# [Task to complete]
Report each line below that contains the word "uniform".

# Data excerpts start

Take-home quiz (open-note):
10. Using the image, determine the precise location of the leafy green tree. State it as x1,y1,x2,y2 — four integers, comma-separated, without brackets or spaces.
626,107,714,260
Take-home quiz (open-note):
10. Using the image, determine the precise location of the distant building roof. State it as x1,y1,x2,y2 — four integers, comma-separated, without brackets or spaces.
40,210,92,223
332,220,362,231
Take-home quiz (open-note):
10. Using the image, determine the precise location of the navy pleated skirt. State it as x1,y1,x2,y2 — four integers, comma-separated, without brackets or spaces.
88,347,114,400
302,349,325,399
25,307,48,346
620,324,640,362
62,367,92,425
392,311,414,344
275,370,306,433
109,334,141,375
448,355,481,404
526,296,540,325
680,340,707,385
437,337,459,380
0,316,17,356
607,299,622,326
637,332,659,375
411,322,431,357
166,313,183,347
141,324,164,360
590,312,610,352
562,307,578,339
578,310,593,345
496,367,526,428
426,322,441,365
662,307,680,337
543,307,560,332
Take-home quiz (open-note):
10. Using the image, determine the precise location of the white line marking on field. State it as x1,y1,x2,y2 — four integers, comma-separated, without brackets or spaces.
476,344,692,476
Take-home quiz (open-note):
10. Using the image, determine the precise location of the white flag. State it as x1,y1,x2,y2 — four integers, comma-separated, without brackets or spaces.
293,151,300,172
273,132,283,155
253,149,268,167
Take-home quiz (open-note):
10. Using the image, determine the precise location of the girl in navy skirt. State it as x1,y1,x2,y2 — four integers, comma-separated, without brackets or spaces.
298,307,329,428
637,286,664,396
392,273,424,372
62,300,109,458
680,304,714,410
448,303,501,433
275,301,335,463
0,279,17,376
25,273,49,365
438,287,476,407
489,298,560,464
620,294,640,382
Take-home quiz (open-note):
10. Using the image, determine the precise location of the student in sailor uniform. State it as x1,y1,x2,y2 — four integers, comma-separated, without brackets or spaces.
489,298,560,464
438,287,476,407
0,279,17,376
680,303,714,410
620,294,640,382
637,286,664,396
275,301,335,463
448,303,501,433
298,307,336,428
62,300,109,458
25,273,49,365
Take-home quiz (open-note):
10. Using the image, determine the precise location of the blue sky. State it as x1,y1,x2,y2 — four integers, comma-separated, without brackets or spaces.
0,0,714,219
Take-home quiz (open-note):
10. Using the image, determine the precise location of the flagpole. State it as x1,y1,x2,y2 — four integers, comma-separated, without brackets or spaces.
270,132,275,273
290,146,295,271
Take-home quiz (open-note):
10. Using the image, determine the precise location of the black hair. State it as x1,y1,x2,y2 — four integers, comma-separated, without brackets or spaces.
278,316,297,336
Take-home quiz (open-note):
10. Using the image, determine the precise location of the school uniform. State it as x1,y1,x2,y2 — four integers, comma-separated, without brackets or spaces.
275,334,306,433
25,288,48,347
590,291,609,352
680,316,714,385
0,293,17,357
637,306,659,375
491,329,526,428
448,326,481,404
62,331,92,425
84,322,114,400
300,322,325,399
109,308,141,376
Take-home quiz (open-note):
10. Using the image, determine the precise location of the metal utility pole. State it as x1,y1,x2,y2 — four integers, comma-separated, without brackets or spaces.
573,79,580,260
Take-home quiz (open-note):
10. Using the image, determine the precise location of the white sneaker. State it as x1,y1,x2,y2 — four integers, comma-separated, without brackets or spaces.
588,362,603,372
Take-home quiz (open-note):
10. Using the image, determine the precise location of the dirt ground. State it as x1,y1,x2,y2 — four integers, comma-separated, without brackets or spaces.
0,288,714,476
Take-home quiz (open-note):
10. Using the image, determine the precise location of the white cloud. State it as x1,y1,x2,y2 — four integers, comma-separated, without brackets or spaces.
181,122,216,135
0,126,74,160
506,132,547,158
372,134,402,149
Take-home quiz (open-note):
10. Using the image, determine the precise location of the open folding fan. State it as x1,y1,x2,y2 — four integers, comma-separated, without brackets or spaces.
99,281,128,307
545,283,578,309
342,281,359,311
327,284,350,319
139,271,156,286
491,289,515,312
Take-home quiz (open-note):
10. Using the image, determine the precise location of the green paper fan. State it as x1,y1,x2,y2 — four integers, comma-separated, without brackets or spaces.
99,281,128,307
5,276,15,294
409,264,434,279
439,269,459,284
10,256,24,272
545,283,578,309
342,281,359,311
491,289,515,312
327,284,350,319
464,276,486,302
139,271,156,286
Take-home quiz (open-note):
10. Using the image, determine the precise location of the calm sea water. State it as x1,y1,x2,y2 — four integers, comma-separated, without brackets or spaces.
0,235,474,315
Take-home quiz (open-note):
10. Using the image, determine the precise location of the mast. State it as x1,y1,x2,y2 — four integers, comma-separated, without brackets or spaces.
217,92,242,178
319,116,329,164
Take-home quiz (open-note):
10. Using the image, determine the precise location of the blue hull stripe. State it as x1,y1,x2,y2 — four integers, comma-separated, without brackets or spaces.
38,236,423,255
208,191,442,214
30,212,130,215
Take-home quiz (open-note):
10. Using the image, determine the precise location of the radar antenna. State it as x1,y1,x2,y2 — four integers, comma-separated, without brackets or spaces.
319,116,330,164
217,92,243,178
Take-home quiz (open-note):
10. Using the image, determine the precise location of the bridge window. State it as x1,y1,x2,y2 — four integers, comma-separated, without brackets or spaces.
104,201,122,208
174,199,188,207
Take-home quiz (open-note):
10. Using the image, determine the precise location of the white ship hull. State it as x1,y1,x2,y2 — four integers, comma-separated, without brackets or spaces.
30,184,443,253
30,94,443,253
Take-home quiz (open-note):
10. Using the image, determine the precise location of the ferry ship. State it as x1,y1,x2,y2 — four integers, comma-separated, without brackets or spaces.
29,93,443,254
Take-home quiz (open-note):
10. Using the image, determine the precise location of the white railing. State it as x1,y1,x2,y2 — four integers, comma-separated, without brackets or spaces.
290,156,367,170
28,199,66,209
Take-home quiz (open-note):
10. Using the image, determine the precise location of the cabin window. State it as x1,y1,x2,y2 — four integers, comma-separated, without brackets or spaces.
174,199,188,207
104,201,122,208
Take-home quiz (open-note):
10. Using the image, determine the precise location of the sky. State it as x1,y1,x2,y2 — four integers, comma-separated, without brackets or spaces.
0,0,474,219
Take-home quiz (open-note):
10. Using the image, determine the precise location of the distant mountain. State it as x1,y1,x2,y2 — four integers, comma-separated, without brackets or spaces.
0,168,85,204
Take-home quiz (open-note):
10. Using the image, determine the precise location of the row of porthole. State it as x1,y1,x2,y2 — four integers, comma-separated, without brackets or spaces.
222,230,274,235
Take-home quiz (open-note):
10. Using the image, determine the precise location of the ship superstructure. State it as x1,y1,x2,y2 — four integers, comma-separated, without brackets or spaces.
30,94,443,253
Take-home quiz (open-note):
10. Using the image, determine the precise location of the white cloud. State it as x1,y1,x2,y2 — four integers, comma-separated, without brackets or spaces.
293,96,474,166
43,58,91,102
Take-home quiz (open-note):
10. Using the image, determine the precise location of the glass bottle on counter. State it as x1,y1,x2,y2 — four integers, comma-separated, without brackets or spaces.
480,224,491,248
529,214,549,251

# Data excerpts end

# [Task response]
10. Using the image, determine the precise location of the student in sailor uniform. State it as x1,y1,x2,y2 — four integers, comma-separated, without brackets or spaces.
10. Using the image, determine the precise location of the school uniform. State it as x1,y1,x2,y2 — four integers, comma-separated, without brackets or spaces.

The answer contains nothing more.